• [EXERCISE]:
Identify each line in the records below that contains the word "every", and copy it.
####################
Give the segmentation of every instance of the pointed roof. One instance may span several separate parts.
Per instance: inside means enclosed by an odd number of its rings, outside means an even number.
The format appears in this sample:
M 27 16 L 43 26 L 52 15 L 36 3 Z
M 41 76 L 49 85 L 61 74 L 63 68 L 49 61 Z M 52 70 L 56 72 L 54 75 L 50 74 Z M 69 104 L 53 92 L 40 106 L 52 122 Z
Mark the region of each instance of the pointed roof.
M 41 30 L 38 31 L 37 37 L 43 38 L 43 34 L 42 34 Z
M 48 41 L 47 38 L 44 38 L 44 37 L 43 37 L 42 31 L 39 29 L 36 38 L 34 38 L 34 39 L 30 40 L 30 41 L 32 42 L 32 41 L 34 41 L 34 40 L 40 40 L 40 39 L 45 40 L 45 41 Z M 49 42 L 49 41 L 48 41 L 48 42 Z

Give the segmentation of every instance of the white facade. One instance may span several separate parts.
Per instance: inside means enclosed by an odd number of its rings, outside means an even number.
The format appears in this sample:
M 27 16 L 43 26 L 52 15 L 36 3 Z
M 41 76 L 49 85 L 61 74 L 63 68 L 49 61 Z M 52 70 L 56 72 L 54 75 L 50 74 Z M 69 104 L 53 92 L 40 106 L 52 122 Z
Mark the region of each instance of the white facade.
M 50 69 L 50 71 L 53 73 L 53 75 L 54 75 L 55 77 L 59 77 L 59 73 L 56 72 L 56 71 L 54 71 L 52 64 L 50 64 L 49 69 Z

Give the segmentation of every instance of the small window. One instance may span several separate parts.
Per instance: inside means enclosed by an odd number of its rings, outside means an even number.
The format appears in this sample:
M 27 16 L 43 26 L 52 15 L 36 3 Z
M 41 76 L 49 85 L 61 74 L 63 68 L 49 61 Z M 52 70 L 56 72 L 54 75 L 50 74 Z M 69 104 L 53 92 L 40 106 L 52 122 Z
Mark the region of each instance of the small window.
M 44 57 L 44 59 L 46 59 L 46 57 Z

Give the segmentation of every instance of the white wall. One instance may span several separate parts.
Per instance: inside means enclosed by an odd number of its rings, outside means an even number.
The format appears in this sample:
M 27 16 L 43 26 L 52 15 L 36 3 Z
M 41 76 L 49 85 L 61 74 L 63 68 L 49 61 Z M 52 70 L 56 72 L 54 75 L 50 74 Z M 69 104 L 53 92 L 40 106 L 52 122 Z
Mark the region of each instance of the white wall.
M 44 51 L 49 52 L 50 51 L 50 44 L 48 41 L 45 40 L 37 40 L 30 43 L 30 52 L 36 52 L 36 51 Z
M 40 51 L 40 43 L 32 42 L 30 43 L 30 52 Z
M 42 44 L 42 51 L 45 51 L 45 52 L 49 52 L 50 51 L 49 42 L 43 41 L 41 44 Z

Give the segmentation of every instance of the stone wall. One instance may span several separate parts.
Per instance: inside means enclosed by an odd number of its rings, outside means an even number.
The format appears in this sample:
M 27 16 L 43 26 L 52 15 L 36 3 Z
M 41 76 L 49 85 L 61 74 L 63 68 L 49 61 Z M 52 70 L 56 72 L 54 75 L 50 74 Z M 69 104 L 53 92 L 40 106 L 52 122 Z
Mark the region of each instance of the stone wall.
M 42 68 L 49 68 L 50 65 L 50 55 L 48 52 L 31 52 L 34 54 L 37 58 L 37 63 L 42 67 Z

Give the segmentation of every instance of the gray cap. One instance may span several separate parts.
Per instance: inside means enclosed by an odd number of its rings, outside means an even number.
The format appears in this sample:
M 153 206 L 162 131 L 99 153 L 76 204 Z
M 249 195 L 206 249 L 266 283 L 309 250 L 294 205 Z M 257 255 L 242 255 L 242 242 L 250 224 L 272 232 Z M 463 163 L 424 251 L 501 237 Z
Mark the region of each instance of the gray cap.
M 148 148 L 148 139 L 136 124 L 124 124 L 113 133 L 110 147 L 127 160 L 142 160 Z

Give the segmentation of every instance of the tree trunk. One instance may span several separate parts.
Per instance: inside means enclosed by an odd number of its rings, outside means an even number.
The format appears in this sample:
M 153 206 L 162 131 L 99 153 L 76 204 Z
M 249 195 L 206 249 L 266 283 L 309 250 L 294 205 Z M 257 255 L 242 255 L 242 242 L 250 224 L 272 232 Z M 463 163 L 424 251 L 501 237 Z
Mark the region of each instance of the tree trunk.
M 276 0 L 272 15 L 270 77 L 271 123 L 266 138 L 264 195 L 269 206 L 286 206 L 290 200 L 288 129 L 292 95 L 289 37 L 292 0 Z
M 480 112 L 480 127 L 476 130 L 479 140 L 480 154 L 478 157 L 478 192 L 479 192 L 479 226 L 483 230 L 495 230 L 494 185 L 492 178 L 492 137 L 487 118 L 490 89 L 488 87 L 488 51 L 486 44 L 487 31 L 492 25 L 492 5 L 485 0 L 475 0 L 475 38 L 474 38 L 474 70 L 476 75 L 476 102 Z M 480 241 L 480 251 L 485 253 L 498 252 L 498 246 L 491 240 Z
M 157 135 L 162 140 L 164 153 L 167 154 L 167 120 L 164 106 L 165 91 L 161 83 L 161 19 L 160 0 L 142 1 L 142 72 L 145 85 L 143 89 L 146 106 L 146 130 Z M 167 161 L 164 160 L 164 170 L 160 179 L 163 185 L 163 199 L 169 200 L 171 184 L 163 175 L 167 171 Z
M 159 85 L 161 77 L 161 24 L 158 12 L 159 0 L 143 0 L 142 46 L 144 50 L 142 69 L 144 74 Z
####################
• [ANSWER TO THIS PROBLEM]:
Give the segmentation of every instance of the pointed roof. One instance may span several separate parts.
Give the segmentation of every instance of the white facade. One instance may span several separate parts.
Give the segmentation of every instance of the small window. One instance may span several separate parts.
Give the segmentation of every instance of the white wall. One instance may span several separate parts.
Give the segmentation of every instance of the stone wall. One instance may span several separate parts.
Give the segmentation of every instance of the gray cap. One instance may span several separate parts.
Give the segmentation of every instance of the tree trunk. One instance may span several separate parts.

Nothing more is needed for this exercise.